==== Records for this task ====

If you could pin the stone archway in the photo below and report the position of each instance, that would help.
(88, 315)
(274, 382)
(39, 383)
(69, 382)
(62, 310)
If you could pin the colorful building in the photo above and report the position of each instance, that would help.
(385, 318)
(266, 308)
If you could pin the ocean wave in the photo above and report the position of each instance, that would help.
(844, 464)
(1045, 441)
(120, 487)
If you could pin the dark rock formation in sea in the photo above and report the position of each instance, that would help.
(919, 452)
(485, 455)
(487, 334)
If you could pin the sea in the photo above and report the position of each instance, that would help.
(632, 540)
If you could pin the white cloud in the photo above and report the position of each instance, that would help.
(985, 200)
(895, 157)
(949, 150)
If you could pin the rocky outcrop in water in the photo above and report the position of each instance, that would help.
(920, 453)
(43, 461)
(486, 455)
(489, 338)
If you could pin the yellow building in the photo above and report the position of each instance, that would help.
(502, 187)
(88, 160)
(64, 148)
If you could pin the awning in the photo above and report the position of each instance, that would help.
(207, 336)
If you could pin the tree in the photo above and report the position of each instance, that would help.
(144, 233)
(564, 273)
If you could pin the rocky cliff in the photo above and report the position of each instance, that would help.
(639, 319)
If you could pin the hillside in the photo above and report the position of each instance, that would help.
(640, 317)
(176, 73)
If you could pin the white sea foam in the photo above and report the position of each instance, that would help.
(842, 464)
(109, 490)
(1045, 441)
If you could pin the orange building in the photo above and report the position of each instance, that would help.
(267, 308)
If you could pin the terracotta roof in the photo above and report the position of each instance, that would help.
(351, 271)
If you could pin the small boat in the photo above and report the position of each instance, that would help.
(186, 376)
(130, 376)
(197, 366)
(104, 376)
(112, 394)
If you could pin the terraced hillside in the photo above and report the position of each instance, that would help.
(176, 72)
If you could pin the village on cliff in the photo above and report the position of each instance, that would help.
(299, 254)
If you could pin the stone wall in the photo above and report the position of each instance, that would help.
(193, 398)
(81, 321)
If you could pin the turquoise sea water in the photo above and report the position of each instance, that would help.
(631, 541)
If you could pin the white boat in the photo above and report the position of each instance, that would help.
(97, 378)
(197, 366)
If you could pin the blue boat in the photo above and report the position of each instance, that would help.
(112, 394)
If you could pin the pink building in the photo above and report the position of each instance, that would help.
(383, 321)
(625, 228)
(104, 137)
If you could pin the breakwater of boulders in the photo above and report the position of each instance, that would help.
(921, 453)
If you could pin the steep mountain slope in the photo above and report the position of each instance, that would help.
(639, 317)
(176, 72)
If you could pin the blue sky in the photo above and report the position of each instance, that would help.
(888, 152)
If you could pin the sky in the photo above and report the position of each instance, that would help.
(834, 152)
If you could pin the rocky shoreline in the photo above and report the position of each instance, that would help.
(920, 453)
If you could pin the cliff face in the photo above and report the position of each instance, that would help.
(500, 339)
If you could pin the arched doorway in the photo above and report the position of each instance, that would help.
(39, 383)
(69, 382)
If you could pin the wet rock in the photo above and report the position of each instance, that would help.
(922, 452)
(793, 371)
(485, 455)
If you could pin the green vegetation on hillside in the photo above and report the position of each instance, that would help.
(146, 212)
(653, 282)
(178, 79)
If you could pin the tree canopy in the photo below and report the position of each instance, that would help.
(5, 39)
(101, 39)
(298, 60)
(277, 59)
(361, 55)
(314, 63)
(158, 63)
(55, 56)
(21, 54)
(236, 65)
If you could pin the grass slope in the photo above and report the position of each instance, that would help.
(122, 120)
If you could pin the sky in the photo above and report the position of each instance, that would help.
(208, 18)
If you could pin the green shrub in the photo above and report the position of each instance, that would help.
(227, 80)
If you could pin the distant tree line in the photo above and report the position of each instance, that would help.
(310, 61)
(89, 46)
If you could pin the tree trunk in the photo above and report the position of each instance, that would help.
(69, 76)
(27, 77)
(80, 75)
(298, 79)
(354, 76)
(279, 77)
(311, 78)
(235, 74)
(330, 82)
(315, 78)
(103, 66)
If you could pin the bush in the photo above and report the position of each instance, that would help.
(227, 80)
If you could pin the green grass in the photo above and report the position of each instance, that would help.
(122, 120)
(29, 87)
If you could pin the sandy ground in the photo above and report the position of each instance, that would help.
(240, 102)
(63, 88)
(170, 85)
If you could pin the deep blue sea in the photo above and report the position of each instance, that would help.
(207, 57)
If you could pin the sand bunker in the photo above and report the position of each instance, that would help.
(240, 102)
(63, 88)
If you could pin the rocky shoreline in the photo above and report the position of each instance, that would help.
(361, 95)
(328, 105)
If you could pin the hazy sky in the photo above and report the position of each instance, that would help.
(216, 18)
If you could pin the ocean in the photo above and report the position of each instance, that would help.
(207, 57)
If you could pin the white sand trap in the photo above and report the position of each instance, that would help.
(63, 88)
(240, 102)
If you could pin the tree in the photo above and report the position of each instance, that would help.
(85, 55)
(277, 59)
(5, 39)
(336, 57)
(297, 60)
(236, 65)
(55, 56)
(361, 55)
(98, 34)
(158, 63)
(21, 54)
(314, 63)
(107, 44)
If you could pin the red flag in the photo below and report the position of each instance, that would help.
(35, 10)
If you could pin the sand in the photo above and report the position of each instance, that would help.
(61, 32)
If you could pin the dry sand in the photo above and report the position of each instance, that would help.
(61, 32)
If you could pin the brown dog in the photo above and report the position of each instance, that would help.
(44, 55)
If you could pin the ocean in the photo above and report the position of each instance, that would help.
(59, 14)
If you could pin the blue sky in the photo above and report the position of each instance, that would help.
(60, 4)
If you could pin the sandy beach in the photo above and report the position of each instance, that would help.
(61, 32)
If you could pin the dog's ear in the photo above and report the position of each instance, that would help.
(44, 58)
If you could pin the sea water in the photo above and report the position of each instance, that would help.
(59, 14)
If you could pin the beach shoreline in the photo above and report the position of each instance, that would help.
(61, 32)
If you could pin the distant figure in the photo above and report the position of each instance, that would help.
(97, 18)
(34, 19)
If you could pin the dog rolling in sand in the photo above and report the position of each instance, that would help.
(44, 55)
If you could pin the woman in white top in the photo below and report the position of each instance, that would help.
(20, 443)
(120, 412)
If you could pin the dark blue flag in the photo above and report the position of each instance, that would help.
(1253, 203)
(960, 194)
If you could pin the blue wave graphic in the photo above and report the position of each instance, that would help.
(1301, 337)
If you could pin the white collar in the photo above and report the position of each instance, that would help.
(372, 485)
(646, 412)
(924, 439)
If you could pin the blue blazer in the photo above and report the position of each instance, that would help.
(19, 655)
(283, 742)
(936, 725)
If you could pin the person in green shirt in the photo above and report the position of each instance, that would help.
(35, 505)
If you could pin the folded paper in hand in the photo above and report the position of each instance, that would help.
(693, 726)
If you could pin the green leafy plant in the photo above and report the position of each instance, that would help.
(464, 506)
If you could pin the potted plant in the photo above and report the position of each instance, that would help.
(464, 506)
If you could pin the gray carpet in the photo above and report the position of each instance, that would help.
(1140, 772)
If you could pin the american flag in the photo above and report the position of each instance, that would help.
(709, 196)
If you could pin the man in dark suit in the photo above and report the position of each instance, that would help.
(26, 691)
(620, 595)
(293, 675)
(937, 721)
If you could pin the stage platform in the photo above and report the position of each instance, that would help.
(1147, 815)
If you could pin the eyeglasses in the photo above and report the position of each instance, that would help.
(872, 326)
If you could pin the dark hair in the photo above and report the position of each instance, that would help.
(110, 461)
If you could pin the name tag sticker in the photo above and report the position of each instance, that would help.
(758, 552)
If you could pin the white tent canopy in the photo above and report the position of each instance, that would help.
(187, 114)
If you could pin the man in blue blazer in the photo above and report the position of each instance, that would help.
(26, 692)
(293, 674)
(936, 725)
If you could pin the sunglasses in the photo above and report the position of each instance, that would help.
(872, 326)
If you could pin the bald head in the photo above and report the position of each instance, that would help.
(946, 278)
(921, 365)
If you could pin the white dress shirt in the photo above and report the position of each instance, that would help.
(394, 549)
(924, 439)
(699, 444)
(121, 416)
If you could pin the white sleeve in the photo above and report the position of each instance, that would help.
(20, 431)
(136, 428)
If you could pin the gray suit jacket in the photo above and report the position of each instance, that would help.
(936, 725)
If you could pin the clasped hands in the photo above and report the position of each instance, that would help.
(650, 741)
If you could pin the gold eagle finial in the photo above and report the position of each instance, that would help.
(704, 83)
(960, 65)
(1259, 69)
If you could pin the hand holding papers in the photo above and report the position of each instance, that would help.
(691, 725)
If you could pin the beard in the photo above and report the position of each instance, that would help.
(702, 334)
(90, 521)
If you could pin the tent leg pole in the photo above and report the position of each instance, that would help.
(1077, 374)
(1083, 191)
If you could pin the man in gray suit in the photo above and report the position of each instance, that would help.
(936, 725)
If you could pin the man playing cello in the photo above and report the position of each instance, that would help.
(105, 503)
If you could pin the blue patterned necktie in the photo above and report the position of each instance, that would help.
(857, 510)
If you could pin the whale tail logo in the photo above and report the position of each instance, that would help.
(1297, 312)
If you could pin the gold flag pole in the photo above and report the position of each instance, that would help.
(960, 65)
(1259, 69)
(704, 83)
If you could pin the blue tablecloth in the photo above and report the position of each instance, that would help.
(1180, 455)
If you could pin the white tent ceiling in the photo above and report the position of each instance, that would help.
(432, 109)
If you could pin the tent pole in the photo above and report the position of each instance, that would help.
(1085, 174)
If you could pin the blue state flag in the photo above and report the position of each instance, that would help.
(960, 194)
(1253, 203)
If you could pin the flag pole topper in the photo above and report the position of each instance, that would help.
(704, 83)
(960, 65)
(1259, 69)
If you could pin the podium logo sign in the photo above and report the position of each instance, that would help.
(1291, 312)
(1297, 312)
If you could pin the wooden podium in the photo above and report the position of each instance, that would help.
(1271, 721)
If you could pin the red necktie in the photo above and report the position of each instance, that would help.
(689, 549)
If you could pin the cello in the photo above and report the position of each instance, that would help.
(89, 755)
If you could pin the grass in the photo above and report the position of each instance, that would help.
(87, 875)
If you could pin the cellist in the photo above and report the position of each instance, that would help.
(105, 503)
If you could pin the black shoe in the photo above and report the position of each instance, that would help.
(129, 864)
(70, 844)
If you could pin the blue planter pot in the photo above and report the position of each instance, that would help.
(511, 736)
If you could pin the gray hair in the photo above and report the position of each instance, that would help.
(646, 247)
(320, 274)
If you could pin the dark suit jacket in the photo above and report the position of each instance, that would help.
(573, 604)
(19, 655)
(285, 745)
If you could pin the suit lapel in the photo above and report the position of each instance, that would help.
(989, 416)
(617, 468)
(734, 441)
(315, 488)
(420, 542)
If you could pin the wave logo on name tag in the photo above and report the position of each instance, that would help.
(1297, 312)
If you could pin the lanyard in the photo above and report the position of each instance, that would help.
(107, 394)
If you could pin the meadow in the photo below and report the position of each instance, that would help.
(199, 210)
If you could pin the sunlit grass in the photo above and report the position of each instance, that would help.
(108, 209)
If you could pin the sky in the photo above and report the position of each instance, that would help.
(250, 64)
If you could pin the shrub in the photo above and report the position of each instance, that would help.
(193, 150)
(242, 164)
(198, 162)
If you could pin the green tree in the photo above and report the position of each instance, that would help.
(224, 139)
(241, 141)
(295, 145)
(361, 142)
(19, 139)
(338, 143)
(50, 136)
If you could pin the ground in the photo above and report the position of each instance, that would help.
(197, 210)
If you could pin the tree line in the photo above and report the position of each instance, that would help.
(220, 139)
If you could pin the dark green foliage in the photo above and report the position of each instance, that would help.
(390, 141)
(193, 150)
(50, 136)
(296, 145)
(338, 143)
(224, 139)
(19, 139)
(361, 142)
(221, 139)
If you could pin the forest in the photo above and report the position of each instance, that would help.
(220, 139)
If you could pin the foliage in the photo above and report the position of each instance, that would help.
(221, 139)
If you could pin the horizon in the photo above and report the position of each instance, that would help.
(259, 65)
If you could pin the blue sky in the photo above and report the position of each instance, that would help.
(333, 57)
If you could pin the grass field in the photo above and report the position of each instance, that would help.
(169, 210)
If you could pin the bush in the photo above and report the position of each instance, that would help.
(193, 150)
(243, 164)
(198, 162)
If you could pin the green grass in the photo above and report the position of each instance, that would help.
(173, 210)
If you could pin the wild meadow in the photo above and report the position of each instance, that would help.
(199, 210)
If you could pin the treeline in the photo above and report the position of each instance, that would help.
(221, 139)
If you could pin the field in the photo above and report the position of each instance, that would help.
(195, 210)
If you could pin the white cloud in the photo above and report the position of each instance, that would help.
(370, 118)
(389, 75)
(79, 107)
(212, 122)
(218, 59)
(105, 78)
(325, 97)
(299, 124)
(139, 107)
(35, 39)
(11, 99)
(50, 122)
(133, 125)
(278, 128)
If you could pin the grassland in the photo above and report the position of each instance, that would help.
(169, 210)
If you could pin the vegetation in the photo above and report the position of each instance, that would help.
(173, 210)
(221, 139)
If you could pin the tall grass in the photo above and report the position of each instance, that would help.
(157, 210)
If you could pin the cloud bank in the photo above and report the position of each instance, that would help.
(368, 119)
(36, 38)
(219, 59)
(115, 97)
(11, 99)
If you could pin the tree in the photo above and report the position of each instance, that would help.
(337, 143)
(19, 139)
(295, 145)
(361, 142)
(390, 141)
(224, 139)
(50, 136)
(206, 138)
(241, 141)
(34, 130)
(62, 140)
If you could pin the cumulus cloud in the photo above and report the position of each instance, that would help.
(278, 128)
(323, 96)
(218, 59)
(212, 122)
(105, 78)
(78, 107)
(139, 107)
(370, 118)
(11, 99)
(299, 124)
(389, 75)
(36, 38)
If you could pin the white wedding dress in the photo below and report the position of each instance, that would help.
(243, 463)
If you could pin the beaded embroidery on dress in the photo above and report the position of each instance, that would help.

====

Copy out the lines starting at the one containing "If you could pin the grassland" and ending with the last line of the entries. Include nothing else.

**Task output:**
If you could pin the grassland in the photo above and report the position of each instance, that would help.
(169, 210)
If you could pin the vegetation in the photo above and report the position of each instance, that would help.
(173, 210)
(221, 139)
If you could pin the tall grass in the photo above and report the position of each instance, that would help.
(157, 210)
If you could pin the cloud bank in the photo above and report the position of each instance, that would help.
(368, 119)
(36, 38)
(219, 59)
(115, 97)
(11, 99)
If you could pin the tree in the photo above and report the position of each instance, that would help.
(337, 143)
(19, 139)
(295, 145)
(361, 142)
(390, 141)
(224, 139)
(50, 136)
(206, 138)
(241, 141)
(34, 130)
(62, 140)
If you could pin the cumulus cloud in the photo above and report the position of each instance, that would help.
(278, 128)
(323, 96)
(218, 59)
(212, 122)
(105, 78)
(78, 107)
(139, 107)
(370, 118)
(11, 99)
(299, 124)
(389, 75)
(36, 38)
If you could pin the white wedding dress in the photo below and report the position of each instance, that would help.
(243, 463)
If you could pin the beaded embroidery on dress in the photo above and report the position of each instance, that would help.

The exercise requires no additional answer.